• [Description of the task]: Scan the listing for the word "Target" and give the number of lines where it appears, with no other text.
*** Opening of Record excerpts ***
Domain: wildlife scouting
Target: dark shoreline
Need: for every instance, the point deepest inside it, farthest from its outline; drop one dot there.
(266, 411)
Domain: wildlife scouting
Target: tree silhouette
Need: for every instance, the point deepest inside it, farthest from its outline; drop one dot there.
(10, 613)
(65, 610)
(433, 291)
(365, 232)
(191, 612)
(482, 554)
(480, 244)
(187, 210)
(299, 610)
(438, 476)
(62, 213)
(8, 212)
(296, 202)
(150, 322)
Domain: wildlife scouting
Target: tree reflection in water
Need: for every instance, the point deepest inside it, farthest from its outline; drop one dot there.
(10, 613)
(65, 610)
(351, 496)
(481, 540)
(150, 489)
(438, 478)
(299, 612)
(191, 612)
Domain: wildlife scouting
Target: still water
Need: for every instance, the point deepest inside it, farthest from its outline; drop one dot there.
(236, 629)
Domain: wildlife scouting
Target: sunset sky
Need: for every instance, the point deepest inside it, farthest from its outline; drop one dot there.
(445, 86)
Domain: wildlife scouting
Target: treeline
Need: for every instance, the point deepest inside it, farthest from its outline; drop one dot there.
*** Close of Record excerpts ***
• [Output of the exercise]: 6